• TO DO:
a. In the merge sort page, what compilers was Parallel_Merge_Sort developed with?
b. From the merge sort page, write out the passage that begins with the words "Parallel_Merge_Sort was developed" and ends after the words "initialized MPI environment.".

OpenMP + MPI implementations of the classic merge sort algorithm, written in Fortran.
An array distributed across an MPI communicator is first merged sorted locally. Those segments are then gathered and merged at the root note. MPI handles the partitioning of each array while openMP is used to parallelize the sort at the individual node level using the OpenMP 'task' construct. This approach is most ideal when developing for an OpenMP + MPI hybrid environment whereby each MPI node constitutes a separate CPU socket.
Parallel_Merge_Indexed.mod sorts a secondary integer array as per the primary array re-ordering. This is intended for users who wish to keep track of the initial array indices.
Parallel_Merge_Sort was developed using Intel compilers. Though, to the best of my knowledge, no Intel specific functionality has been used. To compile the module files and Example.f90 simply type 'mpiifort -fopenmp Parallel_Merge.f90 Parallel_Merge_Sort.f90 Example.f90 -o Example' into your terminal of choice.
Subroutines are called using an interface which is based on the MPI standard. In particular the input and output structure should be familiar to those who have made use of 'MPI_GatherV'. These subroutines must called from within an initialized MPI environment.
Parallel_Merge_Sort(local_array, collated_array, root, block_lens, disps, MPI_communicator)
-
local_array (double precision real array)
- section of the MPI-partitioned array
-
root (integer)
- MPI node at which to collate the completed sort
-
block_lens (integer array of MPI group size)
- The number of local_array elements at each node, arranged rank
-
disps (integer array of MPI group size)
- The displacement of each local_array segment from the start of collated_array, arranged by rank
-
MPI_communicator
- the MPI communicator group, typically 'MPI_COMM_WORLD' unless otherwise defined by the user
-
collated_array (double precision real array)
- where the total sorted array will be stored (relevant to the root process only)
Parallel_Merge_Sort(local_array, local_indices, collated_array, collated_indices root, block_lens, disps, MPI_communicator)
-
local_array (double precision real array)
- section of the MPI-partitioned array
-
local_indices (integer array of size local_array)
- indices or other integers corresponding to the values stored in local_array
-
root (integer)
- MPI node at which to collate the completed sort
-
block_lens (integer array of MPI group size)
- The number of local_array elements at each node, arranged rank
-
disps (integer array of MPI group size)
- The displacement of each local_array segment from the start of collated_array, arranged by rank
-
MPI_communicator
- the MPI communicator group, typically 'MPI_COMM_WORLD' unless otherwise defined by the user
-
collated_array (double precision real array)
- where the total sorted array will be stored (relevant to the root process only)
-
collated_indices (integer array of size collated_array)
- where the total sorted indices will be stored (relevant to the root process only)

• PROVIDED RECORDS:
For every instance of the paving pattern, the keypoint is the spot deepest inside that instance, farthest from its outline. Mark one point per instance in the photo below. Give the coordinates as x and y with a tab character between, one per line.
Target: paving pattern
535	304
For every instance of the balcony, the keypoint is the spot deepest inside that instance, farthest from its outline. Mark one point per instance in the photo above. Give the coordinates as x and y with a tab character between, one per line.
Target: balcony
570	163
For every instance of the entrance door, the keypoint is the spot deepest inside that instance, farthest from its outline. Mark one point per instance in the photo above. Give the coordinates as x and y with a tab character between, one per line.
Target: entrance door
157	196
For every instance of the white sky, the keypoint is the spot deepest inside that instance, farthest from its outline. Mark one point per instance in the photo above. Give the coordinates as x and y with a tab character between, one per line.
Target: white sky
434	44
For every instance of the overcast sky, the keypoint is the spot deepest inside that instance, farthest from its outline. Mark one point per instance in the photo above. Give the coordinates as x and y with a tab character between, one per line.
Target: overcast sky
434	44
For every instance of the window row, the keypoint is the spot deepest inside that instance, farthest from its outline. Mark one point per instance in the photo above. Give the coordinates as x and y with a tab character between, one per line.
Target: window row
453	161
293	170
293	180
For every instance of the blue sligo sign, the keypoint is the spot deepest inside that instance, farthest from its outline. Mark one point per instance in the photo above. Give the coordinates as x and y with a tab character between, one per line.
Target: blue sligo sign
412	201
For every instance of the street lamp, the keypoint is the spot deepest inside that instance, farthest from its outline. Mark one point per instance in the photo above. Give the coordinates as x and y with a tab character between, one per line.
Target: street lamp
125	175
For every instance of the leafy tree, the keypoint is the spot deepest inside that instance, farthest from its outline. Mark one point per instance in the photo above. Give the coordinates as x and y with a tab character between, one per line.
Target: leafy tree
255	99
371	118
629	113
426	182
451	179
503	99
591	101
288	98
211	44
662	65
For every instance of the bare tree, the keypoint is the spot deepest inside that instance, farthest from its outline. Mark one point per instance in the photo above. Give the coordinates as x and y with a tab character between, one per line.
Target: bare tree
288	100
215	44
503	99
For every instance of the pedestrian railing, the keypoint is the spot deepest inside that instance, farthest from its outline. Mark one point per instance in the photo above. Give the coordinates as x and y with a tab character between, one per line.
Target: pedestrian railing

• THE RESPONSES:
a. Intel compilers.

b.
Parallel_Merge_Sort was developed using Intel compilers. Though, to the best of my knowledge, no Intel specific functionality has been used. To compile the module files and Example.f90 simply type 'mpiifort -fopenmp Parallel_Merge.f90 Parallel_Merge_Sort.f90 Example.f90 -o Example' into your terminal of choice.
Subroutines are called using an interface which is based on the MPI standard. In particular the input and output structure should be familiar to those who have made use of 'MPI_GatherV'. These subroutines must called from within an initialized MPI environment.